## Work instruction:
Output the records below verbatim, minus the pictures.

## Supplied records:
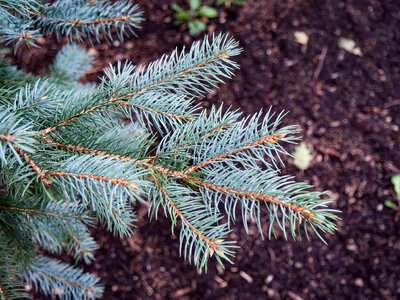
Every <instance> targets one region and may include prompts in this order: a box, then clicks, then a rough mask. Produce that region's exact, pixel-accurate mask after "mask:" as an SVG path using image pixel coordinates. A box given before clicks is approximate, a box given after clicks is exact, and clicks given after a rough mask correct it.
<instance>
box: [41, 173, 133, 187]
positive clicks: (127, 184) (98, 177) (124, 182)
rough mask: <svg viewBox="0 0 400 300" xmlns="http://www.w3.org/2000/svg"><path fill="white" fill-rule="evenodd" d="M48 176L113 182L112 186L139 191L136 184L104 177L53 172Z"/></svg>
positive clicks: (47, 175) (79, 174) (78, 174)
mask: <svg viewBox="0 0 400 300" xmlns="http://www.w3.org/2000/svg"><path fill="white" fill-rule="evenodd" d="M47 176H61V177H76V178H91V179H94V180H99V181H105V182H111V183H112V184H119V185H122V186H125V187H128V188H131V189H134V190H137V189H139V188H138V186H137V185H136V184H134V183H133V182H128V181H126V180H124V179H121V178H108V177H104V176H96V175H90V174H78V173H66V172H51V173H48V174H47Z"/></svg>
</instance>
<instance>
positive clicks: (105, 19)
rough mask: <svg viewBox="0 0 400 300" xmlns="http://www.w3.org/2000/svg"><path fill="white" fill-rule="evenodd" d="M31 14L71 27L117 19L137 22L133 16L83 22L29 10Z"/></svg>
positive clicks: (38, 17) (37, 17)
mask: <svg viewBox="0 0 400 300" xmlns="http://www.w3.org/2000/svg"><path fill="white" fill-rule="evenodd" d="M31 15H32V16H34V17H37V18H40V19H46V20H49V21H52V22H54V23H71V26H72V27H75V26H76V25H97V24H102V23H115V22H118V21H132V22H137V21H139V20H137V19H136V18H134V17H125V16H122V17H115V18H110V19H98V20H91V21H89V22H85V21H83V20H80V19H77V20H65V19H57V18H53V17H49V16H45V15H43V14H40V13H34V12H31Z"/></svg>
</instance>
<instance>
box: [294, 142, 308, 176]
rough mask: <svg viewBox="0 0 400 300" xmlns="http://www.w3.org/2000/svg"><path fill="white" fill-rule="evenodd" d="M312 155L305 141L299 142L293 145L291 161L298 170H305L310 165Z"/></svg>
mask: <svg viewBox="0 0 400 300" xmlns="http://www.w3.org/2000/svg"><path fill="white" fill-rule="evenodd" d="M312 159H313V157H312V155H311V152H310V150H309V149H308V147H307V144H306V143H305V142H301V143H300V144H299V145H298V146H296V147H295V151H294V153H293V163H294V165H295V166H296V167H297V168H299V169H300V170H306V169H308V167H309V166H310V163H311V161H312Z"/></svg>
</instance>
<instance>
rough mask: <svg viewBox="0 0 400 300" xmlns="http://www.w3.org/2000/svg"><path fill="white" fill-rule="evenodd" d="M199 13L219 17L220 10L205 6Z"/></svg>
mask: <svg viewBox="0 0 400 300" xmlns="http://www.w3.org/2000/svg"><path fill="white" fill-rule="evenodd" d="M199 15H200V16H203V17H206V18H209V19H212V18H216V17H218V10H216V9H215V8H214V7H210V6H203V7H202V8H200V10H199Z"/></svg>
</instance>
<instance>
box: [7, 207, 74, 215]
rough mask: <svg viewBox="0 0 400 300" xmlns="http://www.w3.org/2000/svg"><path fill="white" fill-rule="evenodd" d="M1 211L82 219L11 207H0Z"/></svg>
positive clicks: (26, 209) (33, 210)
mask: <svg viewBox="0 0 400 300" xmlns="http://www.w3.org/2000/svg"><path fill="white" fill-rule="evenodd" d="M0 209H8V210H16V211H20V212H25V213H28V214H38V215H45V216H53V217H60V218H80V217H81V216H80V215H74V216H66V215H61V214H55V213H49V212H43V211H40V210H36V209H28V208H19V207H10V206H2V205H0Z"/></svg>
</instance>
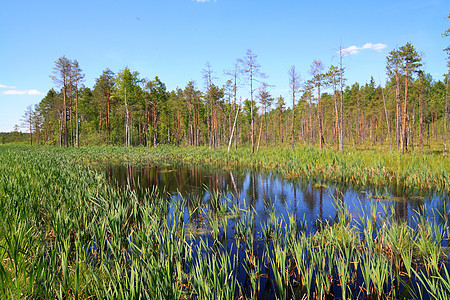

## Response to this exercise:
Every <instance> targets one region and may include prompts in this order: a box, then clicks, then a rough mask. Produce that region's exact, pixel-accurate mask after "mask:" as an SVG path using image pixel coordinates. A box given before clicks is approximate, a box given after clicks is exact, and clicks given after a rough mask correct it.
<instance>
box: [41, 173, 133, 187]
positive clicks: (127, 184) (98, 177) (124, 182)
rough mask: <svg viewBox="0 0 400 300" xmlns="http://www.w3.org/2000/svg"><path fill="white" fill-rule="evenodd" d="M48 176L113 182L112 186L139 191L136 184L104 177L53 172Z"/></svg>
positive clicks: (47, 175) (79, 174) (78, 174)
mask: <svg viewBox="0 0 400 300" xmlns="http://www.w3.org/2000/svg"><path fill="white" fill-rule="evenodd" d="M47 176H61V177H76V178H91V179H94V180H99V181H105V182H111V183H112V184H119V185H122V186H125V187H128V188H131V189H134V190H137V189H139V188H138V186H137V185H136V184H134V183H133V182H128V181H126V180H124V179H121V178H108V177H104V176H96V175H90V174H78V173H66V172H51V173H48V174H47Z"/></svg>
</instance>
<instance>
positive clicks: (105, 19)
rough mask: <svg viewBox="0 0 400 300" xmlns="http://www.w3.org/2000/svg"><path fill="white" fill-rule="evenodd" d="M31 14L71 27L117 19L137 22L133 16L83 22L29 10Z"/></svg>
positive clicks: (38, 17) (37, 17)
mask: <svg viewBox="0 0 400 300" xmlns="http://www.w3.org/2000/svg"><path fill="white" fill-rule="evenodd" d="M31 15H32V16H34V17H37V18H40V19H46V20H49V21H52V22H54V23H71V26H72V27H75V26H76V25H97V24H102V23H115V22H118V21H132V22H137V21H139V20H137V19H136V18H134V17H125V16H122V17H115V18H110V19H98V20H91V21H89V22H85V21H83V20H80V19H77V20H65V19H57V18H53V17H49V16H45V15H43V14H40V13H34V12H31Z"/></svg>
</instance>
<instance>
box: [294, 142, 308, 176]
rough mask: <svg viewBox="0 0 400 300" xmlns="http://www.w3.org/2000/svg"><path fill="white" fill-rule="evenodd" d="M312 155L305 141L299 142L293 145L291 161L298 170H305L310 165Z"/></svg>
mask: <svg viewBox="0 0 400 300" xmlns="http://www.w3.org/2000/svg"><path fill="white" fill-rule="evenodd" d="M312 159H313V157H312V155H311V152H310V150H309V149H308V147H307V144H306V143H305V142H301V143H300V144H299V145H298V146H296V147H295V151H294V153H293V163H294V165H295V166H296V167H297V168H299V169H300V170H306V169H308V167H309V166H310V163H311V161H312Z"/></svg>
</instance>
<instance>
rough mask: <svg viewBox="0 0 400 300" xmlns="http://www.w3.org/2000/svg"><path fill="white" fill-rule="evenodd" d="M199 13L219 17L220 10L205 6Z"/></svg>
mask: <svg viewBox="0 0 400 300" xmlns="http://www.w3.org/2000/svg"><path fill="white" fill-rule="evenodd" d="M199 15H200V16H203V17H206V18H209V19H212V18H216V17H218V10H216V9H215V8H214V7H210V6H203V7H202V8H200V10H199Z"/></svg>
</instance>
<instance>
box: [7, 207, 74, 215]
rough mask: <svg viewBox="0 0 400 300" xmlns="http://www.w3.org/2000/svg"><path fill="white" fill-rule="evenodd" d="M1 211L82 219L11 207H0Z"/></svg>
positive clicks: (26, 209) (33, 210)
mask: <svg viewBox="0 0 400 300" xmlns="http://www.w3.org/2000/svg"><path fill="white" fill-rule="evenodd" d="M0 209H8V210H16V211H20V212H25V213H28V214H38V215H45V216H53V217H60V218H80V217H81V216H80V215H74V216H66V215H61V214H55V213H49V212H43V211H40V210H36V209H28V208H19V207H10V206H2V205H0Z"/></svg>
</instance>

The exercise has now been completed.